* **Selected excerpt**:
----------------------------------------

Last Updated May 13, 2010 11:11 AM EDT
First, can other companies "sell like Apple," or is Apple's sales and channel strategy unique to Apple? And second, is it permanent, or will Apple eventually lose control over its positioning, pricing, and channel?
Let's find out. First, here's what makes Apple's sales and channel strategy unique:
- Apple never discounts through its direct channel. It does discount refurbished products and, of course, there are price changes, but there's no "sale" pricing, say on a holiday, for example.
- Apple keeps reseller pricing stable. While it's illegal to set dealer pricing (to its customers), Apple still manages to keep retail pricing remarkably stable. It probably does that by keeping dealer margins slim, offering no volume discounts, and keeping terms consistent between resellers of the same product.
- Apple's retail and online storefronts are unique. They're more about education and support than selling. They're simple, even austere, with minimal signage and crystal clear messaging. The pervasive feeling is that lots of folks are there to help you and nobody is there to sell you anything.
- Apple products are positioned as unique categories. To the extent that it's feasible, Apple likes resellers to sell its products as unique categories, as opposed to side-by-side next to competitors, either on storefront shelves or online. For example, Best Buy online has a section called "iPad and Tablet PCs." They're distinct and separate.

----------------------------------------

* **Data section**:
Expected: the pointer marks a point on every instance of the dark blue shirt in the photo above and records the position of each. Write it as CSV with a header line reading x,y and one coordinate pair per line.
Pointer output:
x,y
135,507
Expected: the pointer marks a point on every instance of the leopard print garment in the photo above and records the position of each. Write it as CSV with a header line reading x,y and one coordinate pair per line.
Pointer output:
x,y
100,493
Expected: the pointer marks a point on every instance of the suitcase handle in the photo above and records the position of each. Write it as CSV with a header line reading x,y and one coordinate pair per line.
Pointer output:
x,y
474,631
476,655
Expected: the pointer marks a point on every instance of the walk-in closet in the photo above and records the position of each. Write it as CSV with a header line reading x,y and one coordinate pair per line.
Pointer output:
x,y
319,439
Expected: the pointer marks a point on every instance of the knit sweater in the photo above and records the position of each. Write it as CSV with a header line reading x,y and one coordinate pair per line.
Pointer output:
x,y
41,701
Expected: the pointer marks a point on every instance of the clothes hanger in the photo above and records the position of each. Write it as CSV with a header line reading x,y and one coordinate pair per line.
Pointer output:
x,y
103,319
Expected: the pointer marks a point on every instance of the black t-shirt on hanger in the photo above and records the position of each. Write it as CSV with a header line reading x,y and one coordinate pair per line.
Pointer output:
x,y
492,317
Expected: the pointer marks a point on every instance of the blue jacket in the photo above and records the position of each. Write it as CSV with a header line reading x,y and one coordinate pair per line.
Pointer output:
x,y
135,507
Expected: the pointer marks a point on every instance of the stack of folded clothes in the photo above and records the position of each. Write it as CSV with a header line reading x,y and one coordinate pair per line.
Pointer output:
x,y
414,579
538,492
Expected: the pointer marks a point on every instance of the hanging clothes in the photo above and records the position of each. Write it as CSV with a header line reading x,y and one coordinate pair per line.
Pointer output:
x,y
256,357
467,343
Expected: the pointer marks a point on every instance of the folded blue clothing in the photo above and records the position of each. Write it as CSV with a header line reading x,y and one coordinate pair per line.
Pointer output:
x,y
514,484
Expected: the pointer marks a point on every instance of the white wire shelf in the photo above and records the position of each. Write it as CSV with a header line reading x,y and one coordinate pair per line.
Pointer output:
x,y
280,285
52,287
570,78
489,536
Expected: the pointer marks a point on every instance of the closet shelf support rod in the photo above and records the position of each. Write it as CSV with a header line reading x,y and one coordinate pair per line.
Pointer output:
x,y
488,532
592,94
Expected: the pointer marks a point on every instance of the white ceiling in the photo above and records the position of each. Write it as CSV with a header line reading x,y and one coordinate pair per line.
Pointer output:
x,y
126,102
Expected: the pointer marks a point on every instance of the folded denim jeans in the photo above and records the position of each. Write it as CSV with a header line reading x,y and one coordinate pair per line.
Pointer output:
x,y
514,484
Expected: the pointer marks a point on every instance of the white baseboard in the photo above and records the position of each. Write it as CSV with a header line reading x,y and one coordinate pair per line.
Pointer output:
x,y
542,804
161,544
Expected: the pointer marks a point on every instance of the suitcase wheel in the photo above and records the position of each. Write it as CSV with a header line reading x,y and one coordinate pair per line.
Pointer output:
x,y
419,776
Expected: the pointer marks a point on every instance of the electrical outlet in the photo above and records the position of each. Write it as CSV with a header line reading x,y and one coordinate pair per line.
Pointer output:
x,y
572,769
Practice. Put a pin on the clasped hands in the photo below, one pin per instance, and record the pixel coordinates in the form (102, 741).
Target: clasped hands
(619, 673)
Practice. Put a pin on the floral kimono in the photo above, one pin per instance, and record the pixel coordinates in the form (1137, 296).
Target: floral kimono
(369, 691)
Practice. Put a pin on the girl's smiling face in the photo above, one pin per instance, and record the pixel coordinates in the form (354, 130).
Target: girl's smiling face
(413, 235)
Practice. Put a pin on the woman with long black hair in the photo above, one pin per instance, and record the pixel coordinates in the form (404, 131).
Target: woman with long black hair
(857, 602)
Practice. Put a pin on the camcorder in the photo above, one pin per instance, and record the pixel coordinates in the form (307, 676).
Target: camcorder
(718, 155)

----------------------------------------

* **Exercise instructions**:
Extend the text on Apple's sales and channel strategy from the point where it stops. The items have nothing to do with the text on Apple's sales strategy.

* **Written answer**:
Loads of companies have tried to do it with various products and with varying degrees of success, including Intel processors, Microsoft software, Tiffany jewelry, Swarovski crystal, Dyson vacuums, and certain "premier" manufacturers of everything from wine and watches to guns and knife sharpening systems.
In every case, it really comes down to the same five factors that enable that holy grail of sales strategy:
- Perceived or real high demand and limited supply
- Unique and superior value proposition or brand perception
- Perceived or real monopoly
- High enough margins to support a robust channel support infrastructure
- Clear, top-down sales / channel strategy and disciplined execution
The bottom line is it can be done, given certain factors. And those factors change over time.
So, if you've got a company and a product where some of those five factors exist, by all means, develop and execute the most airtight sales channel and pricing strategy you can and milk it for as long as you can. Go ahead, sell like Apple, if you can. Just make sure you keep an eye on market conditions because, in time, they'll change, and you want to be as proactive as possible when or, better still, before they do.
And that goes for Apple, too.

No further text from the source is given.